[Data excerpts]
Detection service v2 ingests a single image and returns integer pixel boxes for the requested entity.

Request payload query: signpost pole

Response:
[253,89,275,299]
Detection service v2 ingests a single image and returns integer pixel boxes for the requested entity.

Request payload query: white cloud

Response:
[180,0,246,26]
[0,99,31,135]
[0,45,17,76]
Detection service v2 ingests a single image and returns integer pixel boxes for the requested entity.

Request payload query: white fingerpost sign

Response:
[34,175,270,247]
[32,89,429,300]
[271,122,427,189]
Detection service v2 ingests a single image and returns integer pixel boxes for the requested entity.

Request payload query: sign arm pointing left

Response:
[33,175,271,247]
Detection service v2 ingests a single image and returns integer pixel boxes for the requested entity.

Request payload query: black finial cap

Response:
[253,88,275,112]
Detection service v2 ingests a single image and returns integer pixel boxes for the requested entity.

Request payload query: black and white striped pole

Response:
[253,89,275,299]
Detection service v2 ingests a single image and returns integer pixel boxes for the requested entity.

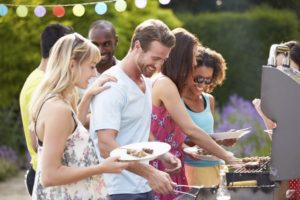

● **To do**
Once more, please print all the lines above exactly, without their pictures.

● **Output**
Detection service v2 ingests a single image and returns integer pixel boxes for the requested entity.

Request payload query: signpost pole

Response:
[253,89,275,299]
Detection service v2 ingests a single image and returns integer pixel boxes for the requested entity.

Request payload query: white cloud

Response:
[180,0,246,26]
[0,99,31,135]
[0,45,17,76]
Detection service v2 ingests a single image and returns integer pixel boxes for the requested entity.

Request payload query: white fingerpost sign

Response:
[34,175,270,247]
[32,89,429,300]
[271,122,427,189]
Detection service v2 ingests a single image and returns integer pixel boxes for the requested entity.

Request payload query: sign arm pointing left

Response:
[33,175,271,247]
Detection service v2 ingests a single image and returns integer pixel boxes for the requested entity.

Request payload query: black finial cap

Response:
[253,88,275,112]
Detection service v2 ingests a single image and returns integer pixel boxes for the requested entity.

Request payload query: black and white striped pole

Response:
[253,89,275,299]
Detection service v2 ingests a single image and returns integer pixel boxes for the requested entity.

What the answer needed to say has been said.